▸ **Direction**:
Copy the material below line for line, changing nothing.

── Dataset content ──

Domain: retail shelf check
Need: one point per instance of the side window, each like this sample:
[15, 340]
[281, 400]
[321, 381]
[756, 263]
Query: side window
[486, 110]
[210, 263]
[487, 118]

───

▸ **Complete output**:
Domain: retail shelf check
Need: one point per instance of the side window, each like this sample:
[15, 340]
[281, 400]
[321, 381]
[756, 263]
Query: side window
[486, 110]
[210, 263]
[487, 118]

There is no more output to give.